* DESCRIPTION OF THE TASK: Copy the material below, swapping every "pixel coordinates" for "image coordinates" and keeping everything else the same. Leave the pictures out.

* MATERIAL FOR THIS EXERCISE:
******

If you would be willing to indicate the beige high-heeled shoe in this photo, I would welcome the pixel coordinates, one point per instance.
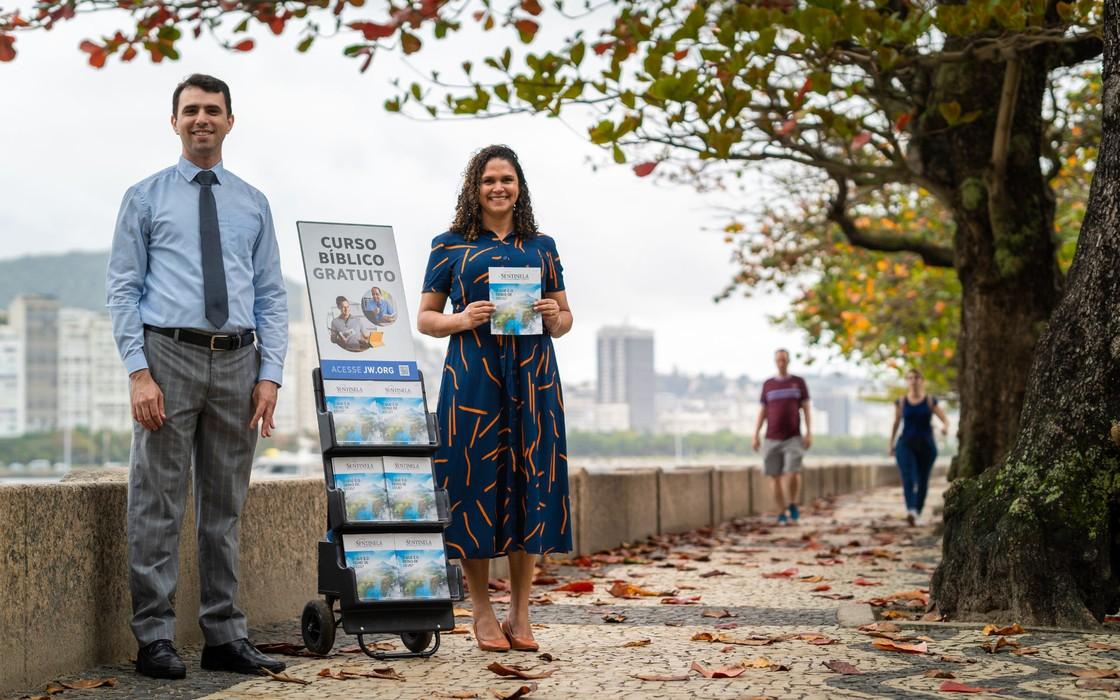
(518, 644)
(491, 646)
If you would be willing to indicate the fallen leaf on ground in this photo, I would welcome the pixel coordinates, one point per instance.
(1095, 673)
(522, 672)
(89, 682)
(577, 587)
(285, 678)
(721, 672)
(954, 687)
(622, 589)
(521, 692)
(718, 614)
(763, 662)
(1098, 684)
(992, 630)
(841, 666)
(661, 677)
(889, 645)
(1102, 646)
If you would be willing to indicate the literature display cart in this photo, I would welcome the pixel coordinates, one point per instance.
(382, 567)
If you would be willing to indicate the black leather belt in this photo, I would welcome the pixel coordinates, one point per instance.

******

* FINISHED TASK:
If you would be willing to indicate the beige high-heeled shoe in this photo, I would welcome the image coordinates, one point per instance.
(518, 644)
(491, 646)
If you would be willing to indicate the fallen leaf on ground in this photo, I would welcome the image coordinates, one point per instance.
(1095, 673)
(522, 672)
(89, 682)
(577, 587)
(285, 678)
(721, 672)
(954, 687)
(622, 589)
(521, 692)
(718, 614)
(763, 662)
(1098, 684)
(992, 630)
(841, 666)
(661, 677)
(889, 645)
(1102, 646)
If you would be willing to indicate the literature display cart in this photo, I would welcome the image coordinates, one point per instance.
(382, 567)
If you would be willing to indicate the black leather belt in this photo, I would welcome the image coordinates, one point per instance.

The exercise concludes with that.